§ Activity: Look through the data for the string "doorway". Copy every line where it is found.

§ Collected data entries:
++++++++

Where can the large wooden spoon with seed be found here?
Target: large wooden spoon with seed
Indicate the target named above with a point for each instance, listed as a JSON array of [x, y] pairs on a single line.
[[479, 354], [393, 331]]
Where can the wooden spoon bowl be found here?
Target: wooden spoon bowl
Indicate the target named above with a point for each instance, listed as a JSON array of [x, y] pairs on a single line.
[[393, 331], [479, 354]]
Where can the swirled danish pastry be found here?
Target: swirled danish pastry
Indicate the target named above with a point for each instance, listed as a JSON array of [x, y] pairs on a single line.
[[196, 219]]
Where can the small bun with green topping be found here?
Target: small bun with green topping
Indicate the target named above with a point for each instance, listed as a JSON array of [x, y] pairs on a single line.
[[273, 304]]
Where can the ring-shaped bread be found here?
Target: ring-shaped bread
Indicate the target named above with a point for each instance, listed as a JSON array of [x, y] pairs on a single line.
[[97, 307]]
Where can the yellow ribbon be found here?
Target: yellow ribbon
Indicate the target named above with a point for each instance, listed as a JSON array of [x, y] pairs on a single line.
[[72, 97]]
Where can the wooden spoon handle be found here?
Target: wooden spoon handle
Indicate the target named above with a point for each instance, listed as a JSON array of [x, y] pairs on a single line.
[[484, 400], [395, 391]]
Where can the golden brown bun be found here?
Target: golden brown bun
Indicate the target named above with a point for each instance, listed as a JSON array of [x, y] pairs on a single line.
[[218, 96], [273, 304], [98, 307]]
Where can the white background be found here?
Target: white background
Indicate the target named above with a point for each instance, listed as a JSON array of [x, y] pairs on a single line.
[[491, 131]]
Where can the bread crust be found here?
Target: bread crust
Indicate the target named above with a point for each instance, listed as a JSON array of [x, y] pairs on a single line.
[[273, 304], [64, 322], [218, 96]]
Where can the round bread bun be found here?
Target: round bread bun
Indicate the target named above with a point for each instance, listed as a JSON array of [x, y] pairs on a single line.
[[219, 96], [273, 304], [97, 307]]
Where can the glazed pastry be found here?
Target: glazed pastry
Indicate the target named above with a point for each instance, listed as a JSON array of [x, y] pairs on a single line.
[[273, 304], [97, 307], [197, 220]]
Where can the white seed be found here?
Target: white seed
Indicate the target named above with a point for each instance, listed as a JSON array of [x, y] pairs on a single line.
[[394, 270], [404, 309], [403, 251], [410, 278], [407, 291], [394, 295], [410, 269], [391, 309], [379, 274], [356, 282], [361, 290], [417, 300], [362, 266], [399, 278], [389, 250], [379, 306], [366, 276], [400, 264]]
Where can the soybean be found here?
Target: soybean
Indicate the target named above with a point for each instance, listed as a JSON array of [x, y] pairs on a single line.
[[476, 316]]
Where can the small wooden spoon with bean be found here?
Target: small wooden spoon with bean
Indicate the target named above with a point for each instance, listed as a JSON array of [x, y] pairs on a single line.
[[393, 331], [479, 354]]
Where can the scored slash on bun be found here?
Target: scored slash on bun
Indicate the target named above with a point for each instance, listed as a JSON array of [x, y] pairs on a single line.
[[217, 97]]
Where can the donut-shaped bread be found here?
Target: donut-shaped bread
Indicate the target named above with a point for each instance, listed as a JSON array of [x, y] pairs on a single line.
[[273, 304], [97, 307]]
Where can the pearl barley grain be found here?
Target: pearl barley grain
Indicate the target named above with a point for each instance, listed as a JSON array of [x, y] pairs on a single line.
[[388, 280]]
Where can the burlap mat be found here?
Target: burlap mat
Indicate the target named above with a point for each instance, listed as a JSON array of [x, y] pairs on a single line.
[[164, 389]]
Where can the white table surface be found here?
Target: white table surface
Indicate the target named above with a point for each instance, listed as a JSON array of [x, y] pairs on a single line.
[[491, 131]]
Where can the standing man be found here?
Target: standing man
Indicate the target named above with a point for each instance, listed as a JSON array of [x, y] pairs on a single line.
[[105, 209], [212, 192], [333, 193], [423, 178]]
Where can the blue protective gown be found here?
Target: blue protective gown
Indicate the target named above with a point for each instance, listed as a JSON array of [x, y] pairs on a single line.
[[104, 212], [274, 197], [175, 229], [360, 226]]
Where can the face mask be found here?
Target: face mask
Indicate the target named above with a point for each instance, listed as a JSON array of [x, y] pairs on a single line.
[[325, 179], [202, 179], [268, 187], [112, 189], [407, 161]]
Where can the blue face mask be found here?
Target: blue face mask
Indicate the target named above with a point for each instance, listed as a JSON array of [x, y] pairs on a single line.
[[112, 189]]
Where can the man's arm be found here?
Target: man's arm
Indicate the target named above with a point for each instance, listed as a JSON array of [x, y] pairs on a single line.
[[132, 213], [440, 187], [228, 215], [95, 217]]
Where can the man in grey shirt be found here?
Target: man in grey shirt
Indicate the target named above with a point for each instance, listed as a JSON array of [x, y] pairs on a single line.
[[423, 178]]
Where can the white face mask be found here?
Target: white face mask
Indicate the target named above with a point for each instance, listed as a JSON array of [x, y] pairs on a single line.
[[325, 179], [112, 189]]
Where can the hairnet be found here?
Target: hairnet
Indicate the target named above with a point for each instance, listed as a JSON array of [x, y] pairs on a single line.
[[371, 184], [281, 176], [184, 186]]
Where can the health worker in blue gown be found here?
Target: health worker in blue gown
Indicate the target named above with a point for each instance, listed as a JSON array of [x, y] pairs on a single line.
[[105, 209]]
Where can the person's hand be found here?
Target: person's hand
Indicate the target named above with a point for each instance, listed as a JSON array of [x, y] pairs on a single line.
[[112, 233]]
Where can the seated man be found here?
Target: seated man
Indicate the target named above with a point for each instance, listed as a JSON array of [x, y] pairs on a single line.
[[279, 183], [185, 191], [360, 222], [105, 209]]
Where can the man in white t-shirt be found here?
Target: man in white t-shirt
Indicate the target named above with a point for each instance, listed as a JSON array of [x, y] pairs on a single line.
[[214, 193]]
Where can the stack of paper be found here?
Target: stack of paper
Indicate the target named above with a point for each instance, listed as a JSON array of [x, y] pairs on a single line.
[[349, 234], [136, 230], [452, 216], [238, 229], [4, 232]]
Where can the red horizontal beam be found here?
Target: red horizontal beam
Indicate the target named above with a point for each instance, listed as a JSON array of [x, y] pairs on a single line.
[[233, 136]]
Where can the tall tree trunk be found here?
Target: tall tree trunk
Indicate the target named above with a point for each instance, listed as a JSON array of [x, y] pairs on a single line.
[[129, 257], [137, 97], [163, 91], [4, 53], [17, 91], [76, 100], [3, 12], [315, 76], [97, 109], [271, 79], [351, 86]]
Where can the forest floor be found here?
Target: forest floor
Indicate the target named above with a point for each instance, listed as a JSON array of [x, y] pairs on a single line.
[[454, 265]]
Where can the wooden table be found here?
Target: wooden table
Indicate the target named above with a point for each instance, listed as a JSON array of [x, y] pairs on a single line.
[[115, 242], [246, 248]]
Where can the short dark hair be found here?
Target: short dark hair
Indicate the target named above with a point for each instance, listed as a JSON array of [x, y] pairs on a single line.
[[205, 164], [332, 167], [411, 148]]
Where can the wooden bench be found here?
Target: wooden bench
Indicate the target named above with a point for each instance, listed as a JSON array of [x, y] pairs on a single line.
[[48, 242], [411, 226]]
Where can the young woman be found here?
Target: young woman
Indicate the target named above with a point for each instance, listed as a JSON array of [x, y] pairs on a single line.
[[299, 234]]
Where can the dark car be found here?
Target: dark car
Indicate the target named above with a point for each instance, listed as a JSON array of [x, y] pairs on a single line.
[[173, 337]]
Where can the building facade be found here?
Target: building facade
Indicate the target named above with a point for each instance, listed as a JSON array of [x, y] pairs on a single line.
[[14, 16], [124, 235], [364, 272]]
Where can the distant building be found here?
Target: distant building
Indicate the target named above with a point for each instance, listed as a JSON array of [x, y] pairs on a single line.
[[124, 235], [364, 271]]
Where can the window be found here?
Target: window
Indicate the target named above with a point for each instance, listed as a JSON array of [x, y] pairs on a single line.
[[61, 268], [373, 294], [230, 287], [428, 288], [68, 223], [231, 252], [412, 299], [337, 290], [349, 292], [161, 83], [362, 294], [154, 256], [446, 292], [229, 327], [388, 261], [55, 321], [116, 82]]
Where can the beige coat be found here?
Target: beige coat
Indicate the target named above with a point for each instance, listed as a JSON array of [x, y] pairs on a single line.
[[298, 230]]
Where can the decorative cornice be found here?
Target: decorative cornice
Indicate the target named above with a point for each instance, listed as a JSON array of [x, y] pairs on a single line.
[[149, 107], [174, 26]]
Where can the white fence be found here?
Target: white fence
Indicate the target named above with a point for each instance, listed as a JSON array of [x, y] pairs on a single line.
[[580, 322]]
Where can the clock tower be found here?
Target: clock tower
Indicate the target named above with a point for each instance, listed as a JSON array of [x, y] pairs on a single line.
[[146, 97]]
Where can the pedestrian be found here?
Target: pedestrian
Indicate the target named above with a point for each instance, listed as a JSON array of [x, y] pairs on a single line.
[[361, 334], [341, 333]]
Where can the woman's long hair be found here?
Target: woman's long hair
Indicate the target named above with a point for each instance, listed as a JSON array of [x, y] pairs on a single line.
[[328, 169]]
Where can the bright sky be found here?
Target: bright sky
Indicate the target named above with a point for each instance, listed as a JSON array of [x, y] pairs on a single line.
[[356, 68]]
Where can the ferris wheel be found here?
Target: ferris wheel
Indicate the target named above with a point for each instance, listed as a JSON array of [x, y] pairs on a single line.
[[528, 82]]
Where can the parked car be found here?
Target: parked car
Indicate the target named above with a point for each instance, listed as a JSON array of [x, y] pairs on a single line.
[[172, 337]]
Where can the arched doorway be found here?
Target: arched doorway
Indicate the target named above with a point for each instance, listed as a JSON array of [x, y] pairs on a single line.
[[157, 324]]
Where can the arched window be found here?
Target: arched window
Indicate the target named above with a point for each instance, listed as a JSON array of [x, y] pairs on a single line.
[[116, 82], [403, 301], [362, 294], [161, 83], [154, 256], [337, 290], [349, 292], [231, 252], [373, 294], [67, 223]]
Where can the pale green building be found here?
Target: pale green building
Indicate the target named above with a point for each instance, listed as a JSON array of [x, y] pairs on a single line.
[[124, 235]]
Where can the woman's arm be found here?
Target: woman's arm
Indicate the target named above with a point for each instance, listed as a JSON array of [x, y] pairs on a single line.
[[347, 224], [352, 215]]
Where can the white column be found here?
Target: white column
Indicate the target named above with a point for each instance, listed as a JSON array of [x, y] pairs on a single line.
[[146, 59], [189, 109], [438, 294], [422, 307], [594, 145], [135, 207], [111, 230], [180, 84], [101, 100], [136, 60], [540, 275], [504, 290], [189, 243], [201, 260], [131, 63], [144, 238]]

++++++++

§ Expected answer:
Where can the arched doorway be found here?
Target: arched doorway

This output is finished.